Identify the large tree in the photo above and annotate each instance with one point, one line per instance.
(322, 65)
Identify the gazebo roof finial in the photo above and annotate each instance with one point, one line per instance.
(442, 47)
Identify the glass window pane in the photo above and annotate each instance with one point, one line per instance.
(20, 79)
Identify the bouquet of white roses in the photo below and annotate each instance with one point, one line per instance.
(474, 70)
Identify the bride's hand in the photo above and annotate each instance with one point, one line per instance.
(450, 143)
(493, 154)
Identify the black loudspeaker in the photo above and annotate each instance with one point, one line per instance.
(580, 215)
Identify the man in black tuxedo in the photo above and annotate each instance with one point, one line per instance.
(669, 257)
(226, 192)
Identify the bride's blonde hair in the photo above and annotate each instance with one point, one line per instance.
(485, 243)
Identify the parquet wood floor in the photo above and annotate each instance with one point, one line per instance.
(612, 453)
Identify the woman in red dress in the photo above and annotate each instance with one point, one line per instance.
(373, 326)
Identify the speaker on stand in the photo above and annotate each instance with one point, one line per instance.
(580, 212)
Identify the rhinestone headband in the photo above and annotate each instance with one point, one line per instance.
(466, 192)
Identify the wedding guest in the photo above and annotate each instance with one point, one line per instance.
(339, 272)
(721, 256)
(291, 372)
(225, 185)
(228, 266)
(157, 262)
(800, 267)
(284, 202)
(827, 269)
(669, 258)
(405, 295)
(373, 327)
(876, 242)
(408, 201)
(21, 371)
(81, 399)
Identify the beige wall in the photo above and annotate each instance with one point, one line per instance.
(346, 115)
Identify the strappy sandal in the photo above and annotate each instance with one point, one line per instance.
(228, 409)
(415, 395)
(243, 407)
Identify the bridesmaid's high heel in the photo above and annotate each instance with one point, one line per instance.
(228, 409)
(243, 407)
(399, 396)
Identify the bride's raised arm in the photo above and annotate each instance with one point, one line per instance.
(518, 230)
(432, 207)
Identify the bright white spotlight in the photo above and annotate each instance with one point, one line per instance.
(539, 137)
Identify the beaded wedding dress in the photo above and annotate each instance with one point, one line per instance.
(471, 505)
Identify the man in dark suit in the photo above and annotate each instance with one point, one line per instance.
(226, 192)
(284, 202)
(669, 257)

********

ASSIGNMENT:
The lines wanted are those from the one with "Identify the beige" through the last line of the records, repeated exactly and with both ends included.

SOLUTION BELOW:
Identify the beige wall in the photo above and annotate each instance with one point, one line per instance.
(346, 115)
Identify the strappy sandal in the photo above and annotate each instance with one point, one line per instance.
(228, 409)
(415, 395)
(243, 407)
Identify the bridesmaid's high heel in the photo above and annotate each instance with one point, one line per instance.
(228, 409)
(243, 407)
(399, 396)
Identify the bride's raised arm in the photo above and annotate each instance with one point, one line per instance.
(518, 230)
(432, 207)
Identify the bright white spotlight in the photo above and annotate each instance with one point, one line per instance.
(539, 137)
Identify the beaded wedding dress in the photo above and annotate each instance with one point, one line per instance.
(471, 505)
Identify the man in dark suit in the photo above and annotate each instance with one point, one line per instance.
(226, 192)
(284, 202)
(669, 257)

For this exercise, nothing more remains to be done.